*Brano fornito*
%%
Tubinga or not Tubinga?
Ci sono dei problemi nel modello di riapertura testato nella città tedesca. Funziona a livello teorico, non funziona del tutto a livello pratico
Per giudicare l’efficacia di un modello teorico servirebbe innanzitutto che le linee guida di questo fossero rispettate, che non fossero sparigliate le carte in gioco. Per arrivare a un risultato serve tenere sotto controllo le variabili che lo determinano. È qualcosa di banale a dirsi, almeno a livello scientifico, un po’ meno a farsi quando si passa da un foglio di carta o da un laboratorio alla realtà di tutti i giorni. Soprattutto in un contesto pandemico dove ogni riapertura viene considerata da alcuni alla stregua di un tana libera tutti.
%%
*Consegna*
Ripeti parola per parola il brano su Tubinga, tutto quello che va da "Tubinga or not" giù fino a "tana libera tutti." incluso.

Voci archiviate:
%%
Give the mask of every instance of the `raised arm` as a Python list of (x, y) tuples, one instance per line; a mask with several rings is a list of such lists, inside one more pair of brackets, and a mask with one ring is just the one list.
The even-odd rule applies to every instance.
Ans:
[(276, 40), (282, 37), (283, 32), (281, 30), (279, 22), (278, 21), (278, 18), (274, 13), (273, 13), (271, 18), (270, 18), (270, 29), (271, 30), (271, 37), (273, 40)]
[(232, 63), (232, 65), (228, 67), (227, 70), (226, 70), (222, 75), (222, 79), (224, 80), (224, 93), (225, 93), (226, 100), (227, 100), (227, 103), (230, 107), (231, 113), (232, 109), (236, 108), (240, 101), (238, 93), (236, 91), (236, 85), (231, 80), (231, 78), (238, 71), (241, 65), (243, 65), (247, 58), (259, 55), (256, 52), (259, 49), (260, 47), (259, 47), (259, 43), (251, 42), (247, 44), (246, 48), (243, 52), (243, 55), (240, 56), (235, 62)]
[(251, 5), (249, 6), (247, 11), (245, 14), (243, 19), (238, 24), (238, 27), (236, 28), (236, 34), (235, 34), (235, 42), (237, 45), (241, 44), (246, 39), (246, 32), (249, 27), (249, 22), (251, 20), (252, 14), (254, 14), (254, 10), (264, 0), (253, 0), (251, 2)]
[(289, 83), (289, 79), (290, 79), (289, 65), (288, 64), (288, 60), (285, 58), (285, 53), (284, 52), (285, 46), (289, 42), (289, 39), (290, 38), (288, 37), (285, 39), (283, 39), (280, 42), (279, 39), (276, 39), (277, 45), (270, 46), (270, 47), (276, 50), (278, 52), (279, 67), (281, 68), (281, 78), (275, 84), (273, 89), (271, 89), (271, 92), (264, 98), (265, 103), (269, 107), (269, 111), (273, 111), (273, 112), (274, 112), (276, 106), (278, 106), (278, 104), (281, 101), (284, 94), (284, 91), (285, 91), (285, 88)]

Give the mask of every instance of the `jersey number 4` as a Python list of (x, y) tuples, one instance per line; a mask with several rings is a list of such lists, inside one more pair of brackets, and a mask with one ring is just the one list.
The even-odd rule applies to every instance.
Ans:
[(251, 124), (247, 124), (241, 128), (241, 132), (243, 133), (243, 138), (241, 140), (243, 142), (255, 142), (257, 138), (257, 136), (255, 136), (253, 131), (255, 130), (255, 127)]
%%
*Risposta scritta*
Tubinga or not Tubinga?
Ci sono dei problemi nel modello di riapertura testato nella città tedesca. Funziona a livello teorico, non funziona del tutto a livello pratico
Per giudicare l’efficacia di un modello teorico servirebbe innanzitutto che le linee guida di questo fossero rispettate, che non fossero sparigliate le carte in gioco. Per arrivare a un risultato serve tenere sotto controllo le variabili che lo determinano. È qualcosa di banale a dirsi, almeno a livello scientifico, un po’ meno a farsi quando si passa da un foglio di carta o da un laboratorio alla realtà di tutti i giorni. Soprattutto in un contesto pandemico dove ogni riapertura viene considerata da alcuni alla stregua di un tana libera tutti.